▸ JOBS:
A. Answer these questions about the thread on storing data in memory:
(i) Which database does the asker say lacks transactions?
(ii) Which two kinds of storage does the asker ask to choose between?
(iii) In the Rollback code, which ids make the single-argument insert fail?
B. Write what comes next in the thread on storing data in memory, picking up right after its last line.

▸ TEXT SECTION:
****
How to store data in memory?

Currently i am developing phoenix application,lets say i have 3 queries to store in database. On success of each query i have to push the id of inserted query with some additional info in memory, later i need to pop the id to do some tasks by cron job, how can i achieve this behaviour??

I do not really understand what you want to achieve. And it will not be clear for others either. Can you elaborate?

You might have a look at agent, which could store id for succesful stored query (Or better, GenServer)

https://hexdocs.pm/elixir/Agent.html

The OTP world has all the tools You need to do it.

You don’t really need cron with elixir.

1 Like

from the following chart, i have transaction document like

{  doc1: { key: value }, doc2: {key: value}, doc3: {key:value}  }

whenever i insert doc1, doc2, doc3, on each successful insert(execute) i want to store the id of executed document in stack(memory)

the reason why i am storing is, For example if doc1 and doc2 is executed successfully and doc3 fails then i have to popup the id from stack for doc1 and doc2 and delete from database

You can wrap this in a transaction, if one fails, all are failing

there is lack of transaction in mongodb so that i prefer this method to achieve

Look at Ecto multi

https://hexdocs.pm/ecto/Ecto.Multi.html

from the following link ecto3 not support mongo_db so i directly use mongodb_driver , Is it possible to use Ecto Multi?

Whatever reason You have to get stuck with mongodb, I find it overkill to use elixir for checking db transaction. I see what You want to do, but You should think if there is a better solution, in the first place.

thanks, i will find better solution mean time if i use this technique what kind of storage should i use Agent or ETS ??

Ignoring the choice of storage technology (mongodb is really not a great choice imho), it is an interesting question that you pose, which can I think be boiled down to this:

Given a series of tasks,
track each task and,
on success attempt the next task
but on failure perform routine on each previously successful task

Looks not so hard! :slight_smile:

Here’s a simple way to accomplish this:

defmodule Rollback do

  def insert(id) when rem(id, 2) == 0 do
    IO.puts "Failing #{id}"
    :error
  end

  def insert(id) do
    IO.puts "Inserting #{id}"
    :ok
  end

  def insert(id, {_prev_status, ids}) do
    case insert(id) do
      :ok -> {:cont, {:ok, [id|ids]}}
      _ -> {:halt, {:error, ids}}
    end
  end
  
  def rollback(id) do
    IO.puts "Rolling back #{id}"
  end

  def sync_tasks(ids) when is_list(ids) do
    case Enum.reduce_while(ids, {:ok, []} , &__MODULE__.insert/2) do
        {:ok, _ids} -> :ok                                                                    
        {_, ids} -> Enum.each(ids, &__MODULE__.rollback/1)
****
[Image location labeling lines]
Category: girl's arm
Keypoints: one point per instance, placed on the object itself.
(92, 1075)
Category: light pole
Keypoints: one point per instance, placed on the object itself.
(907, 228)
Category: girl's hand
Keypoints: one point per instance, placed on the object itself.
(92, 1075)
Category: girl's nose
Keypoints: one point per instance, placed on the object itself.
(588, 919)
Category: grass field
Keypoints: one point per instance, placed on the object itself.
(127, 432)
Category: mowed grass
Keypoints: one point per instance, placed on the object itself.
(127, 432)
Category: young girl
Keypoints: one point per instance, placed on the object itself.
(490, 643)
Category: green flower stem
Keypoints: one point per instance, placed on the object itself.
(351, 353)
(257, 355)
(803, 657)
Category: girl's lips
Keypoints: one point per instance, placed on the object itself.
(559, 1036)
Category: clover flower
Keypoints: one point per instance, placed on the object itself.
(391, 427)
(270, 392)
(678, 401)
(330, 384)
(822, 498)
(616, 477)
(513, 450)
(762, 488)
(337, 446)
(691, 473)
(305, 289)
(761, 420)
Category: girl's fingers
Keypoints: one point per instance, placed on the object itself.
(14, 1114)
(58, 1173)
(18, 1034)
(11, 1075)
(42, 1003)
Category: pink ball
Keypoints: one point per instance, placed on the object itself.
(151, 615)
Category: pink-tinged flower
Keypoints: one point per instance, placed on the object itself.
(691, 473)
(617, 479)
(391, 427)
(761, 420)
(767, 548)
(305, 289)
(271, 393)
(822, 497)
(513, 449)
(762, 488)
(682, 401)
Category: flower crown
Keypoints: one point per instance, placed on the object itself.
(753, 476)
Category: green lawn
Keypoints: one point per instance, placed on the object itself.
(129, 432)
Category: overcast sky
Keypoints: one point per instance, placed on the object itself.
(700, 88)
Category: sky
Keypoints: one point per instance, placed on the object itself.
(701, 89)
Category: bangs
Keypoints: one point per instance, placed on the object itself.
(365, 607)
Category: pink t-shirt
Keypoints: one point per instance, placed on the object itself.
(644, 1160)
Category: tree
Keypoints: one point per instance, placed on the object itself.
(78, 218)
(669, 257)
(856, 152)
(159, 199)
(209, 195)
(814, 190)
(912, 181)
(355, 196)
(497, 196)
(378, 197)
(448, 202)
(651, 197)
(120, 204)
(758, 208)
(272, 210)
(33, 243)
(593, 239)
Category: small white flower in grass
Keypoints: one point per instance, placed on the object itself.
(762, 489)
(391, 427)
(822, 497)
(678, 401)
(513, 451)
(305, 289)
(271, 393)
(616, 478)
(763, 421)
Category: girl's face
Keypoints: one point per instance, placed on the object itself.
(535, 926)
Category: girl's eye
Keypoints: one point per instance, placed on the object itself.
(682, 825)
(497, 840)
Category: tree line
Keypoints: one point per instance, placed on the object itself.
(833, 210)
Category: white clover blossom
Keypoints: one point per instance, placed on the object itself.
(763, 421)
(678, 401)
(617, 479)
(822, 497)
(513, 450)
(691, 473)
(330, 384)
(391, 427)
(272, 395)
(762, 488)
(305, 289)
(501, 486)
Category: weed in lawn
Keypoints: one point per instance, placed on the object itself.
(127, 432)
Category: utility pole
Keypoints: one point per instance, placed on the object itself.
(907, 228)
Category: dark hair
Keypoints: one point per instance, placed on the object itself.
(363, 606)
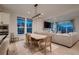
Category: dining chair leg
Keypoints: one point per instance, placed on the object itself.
(45, 47)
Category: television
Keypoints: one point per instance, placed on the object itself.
(47, 24)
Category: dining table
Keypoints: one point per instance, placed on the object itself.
(39, 37)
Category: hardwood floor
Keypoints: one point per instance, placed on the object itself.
(19, 48)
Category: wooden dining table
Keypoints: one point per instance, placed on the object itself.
(38, 37)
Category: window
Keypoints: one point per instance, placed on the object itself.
(65, 26)
(20, 25)
(29, 25)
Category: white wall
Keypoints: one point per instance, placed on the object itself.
(37, 24)
(13, 25)
(76, 23)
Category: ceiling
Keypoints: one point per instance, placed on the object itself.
(48, 10)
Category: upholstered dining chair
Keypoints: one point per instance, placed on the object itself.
(43, 44)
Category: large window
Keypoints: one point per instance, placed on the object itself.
(65, 26)
(29, 25)
(20, 25)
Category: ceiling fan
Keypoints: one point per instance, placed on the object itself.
(36, 14)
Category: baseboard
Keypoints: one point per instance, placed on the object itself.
(65, 45)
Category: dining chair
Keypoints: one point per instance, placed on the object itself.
(43, 44)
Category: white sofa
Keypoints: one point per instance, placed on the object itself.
(4, 46)
(66, 39)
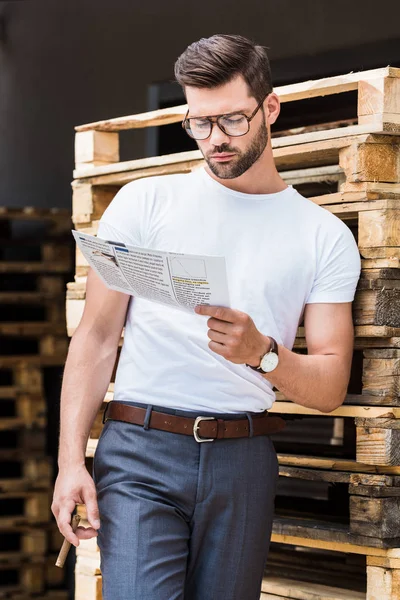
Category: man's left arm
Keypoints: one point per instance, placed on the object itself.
(317, 380)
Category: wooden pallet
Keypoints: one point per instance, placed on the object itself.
(32, 286)
(26, 577)
(24, 508)
(53, 257)
(361, 570)
(377, 111)
(32, 350)
(23, 410)
(49, 595)
(19, 378)
(376, 303)
(24, 313)
(363, 162)
(55, 221)
(300, 573)
(20, 543)
(19, 472)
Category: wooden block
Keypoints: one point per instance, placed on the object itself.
(378, 445)
(371, 161)
(378, 96)
(96, 147)
(376, 517)
(280, 588)
(379, 228)
(87, 587)
(89, 202)
(383, 584)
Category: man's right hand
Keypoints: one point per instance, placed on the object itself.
(75, 486)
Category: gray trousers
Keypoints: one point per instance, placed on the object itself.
(179, 519)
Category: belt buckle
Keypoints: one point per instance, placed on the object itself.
(196, 427)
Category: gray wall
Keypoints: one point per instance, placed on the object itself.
(63, 63)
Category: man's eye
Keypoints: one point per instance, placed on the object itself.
(234, 120)
(199, 124)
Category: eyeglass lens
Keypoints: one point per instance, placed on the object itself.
(233, 125)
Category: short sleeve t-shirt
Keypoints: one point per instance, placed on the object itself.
(282, 251)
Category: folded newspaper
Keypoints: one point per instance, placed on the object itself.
(172, 278)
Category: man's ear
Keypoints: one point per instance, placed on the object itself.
(272, 107)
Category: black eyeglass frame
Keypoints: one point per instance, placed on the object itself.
(215, 119)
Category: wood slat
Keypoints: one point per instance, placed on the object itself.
(286, 93)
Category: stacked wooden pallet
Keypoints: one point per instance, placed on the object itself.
(34, 262)
(338, 496)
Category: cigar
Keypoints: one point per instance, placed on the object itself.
(66, 544)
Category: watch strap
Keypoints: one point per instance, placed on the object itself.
(273, 348)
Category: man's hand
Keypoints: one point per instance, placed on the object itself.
(234, 335)
(72, 487)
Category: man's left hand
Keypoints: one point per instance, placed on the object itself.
(234, 335)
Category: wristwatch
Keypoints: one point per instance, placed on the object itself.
(270, 360)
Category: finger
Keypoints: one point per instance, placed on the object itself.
(217, 347)
(218, 325)
(86, 533)
(92, 509)
(216, 336)
(64, 525)
(219, 312)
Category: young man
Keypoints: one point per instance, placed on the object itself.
(177, 518)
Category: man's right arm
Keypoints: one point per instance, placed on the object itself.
(88, 369)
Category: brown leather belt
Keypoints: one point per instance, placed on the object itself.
(204, 429)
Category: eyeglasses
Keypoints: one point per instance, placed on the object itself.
(233, 124)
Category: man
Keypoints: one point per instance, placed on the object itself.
(183, 515)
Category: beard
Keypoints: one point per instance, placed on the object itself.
(243, 159)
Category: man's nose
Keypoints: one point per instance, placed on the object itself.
(218, 137)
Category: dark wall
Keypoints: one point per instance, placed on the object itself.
(63, 63)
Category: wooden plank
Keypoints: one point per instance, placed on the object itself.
(286, 93)
(291, 408)
(280, 588)
(383, 584)
(335, 537)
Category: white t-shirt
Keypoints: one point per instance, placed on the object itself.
(282, 251)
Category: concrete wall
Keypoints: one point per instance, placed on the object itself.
(68, 62)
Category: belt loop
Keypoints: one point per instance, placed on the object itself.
(250, 418)
(147, 416)
(105, 412)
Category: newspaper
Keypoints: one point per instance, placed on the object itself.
(176, 279)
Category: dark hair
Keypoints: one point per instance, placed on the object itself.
(216, 60)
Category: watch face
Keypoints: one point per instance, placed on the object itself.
(269, 362)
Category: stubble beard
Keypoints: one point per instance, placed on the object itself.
(243, 161)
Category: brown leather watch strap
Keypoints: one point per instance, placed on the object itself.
(215, 428)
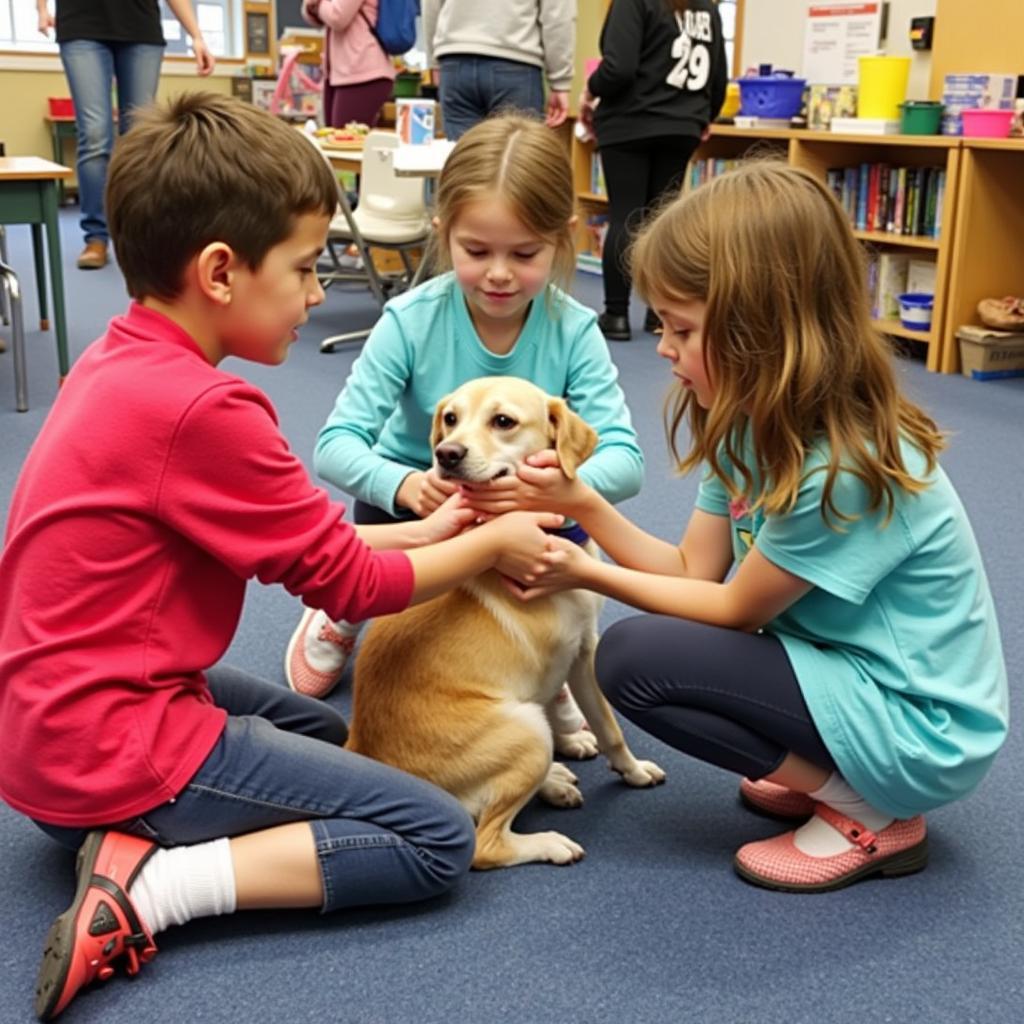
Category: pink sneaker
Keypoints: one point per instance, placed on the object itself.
(900, 848)
(316, 654)
(774, 800)
(101, 926)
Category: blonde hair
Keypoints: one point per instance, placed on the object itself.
(515, 158)
(788, 344)
(207, 168)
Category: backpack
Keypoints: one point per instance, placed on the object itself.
(395, 28)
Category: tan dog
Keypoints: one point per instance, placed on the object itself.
(454, 690)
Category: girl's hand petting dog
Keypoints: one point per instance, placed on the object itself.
(565, 566)
(424, 493)
(540, 485)
(523, 545)
(448, 520)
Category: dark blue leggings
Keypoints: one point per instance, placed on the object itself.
(727, 697)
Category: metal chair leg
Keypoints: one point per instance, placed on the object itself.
(12, 292)
(4, 300)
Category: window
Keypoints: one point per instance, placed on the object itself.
(219, 20)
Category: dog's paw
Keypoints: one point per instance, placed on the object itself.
(551, 847)
(580, 745)
(643, 773)
(559, 787)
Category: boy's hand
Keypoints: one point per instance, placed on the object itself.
(522, 544)
(449, 519)
(424, 493)
(540, 485)
(565, 565)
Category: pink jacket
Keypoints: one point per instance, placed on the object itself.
(351, 53)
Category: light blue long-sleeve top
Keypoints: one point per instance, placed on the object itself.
(425, 346)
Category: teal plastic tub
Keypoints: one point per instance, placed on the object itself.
(920, 117)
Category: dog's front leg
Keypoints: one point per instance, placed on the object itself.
(602, 721)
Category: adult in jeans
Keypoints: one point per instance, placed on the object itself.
(497, 56)
(660, 83)
(358, 76)
(103, 41)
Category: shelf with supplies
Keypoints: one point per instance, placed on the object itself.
(901, 193)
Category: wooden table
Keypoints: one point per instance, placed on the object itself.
(29, 196)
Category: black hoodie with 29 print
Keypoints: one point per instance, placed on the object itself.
(654, 80)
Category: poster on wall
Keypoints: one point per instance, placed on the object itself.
(836, 35)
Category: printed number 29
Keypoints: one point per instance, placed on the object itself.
(692, 71)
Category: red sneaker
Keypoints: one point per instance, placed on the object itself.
(100, 925)
(774, 800)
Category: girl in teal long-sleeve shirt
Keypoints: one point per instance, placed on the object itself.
(505, 230)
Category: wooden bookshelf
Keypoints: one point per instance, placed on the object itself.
(992, 167)
(988, 258)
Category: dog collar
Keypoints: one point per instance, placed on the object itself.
(576, 534)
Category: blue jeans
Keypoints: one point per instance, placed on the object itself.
(91, 68)
(474, 87)
(382, 836)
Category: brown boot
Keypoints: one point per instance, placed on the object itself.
(93, 256)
****
▸ RESPONSES TO THE EXERCISE:
A.
(i) MongoDB
(ii) Agent or ETS
(iii) Even ids, where rem(id, 2) == 0

B.
    end
  end

end


 and from the repl:

iex(13)> Rollback.sync_tasks([1, 2, 3])
Inserting 1
Failing 2
Rolling back 1
:ok

Cool!

Buuuut 
 what if the set of documents to insert arive async over time, so you can’t just pass a list of ids to insert at the start? Well, use a GenServer, and store the list of currently successful ids in its state. Every time a document needs to be inserted, send a message to that GenServer with that id, and it will do the insert and on success store that id in its state. When complete, tell it to exit. If a failure is experienced, that inserting GenServer can then rollback on all the ids in that list of successful inserts in the state. That is not a big change to the above module at all. Cool.

Buuuut 
 what if something goes wrong and that GenServer experiences an unrecoverable error and crashes? Then that state will be lost, and nothing will rollback! Fear not: create a second GenServer which the first one sends a message to on each success. That second GenServer will do nothing but hold on to the list of successful insertions as its state.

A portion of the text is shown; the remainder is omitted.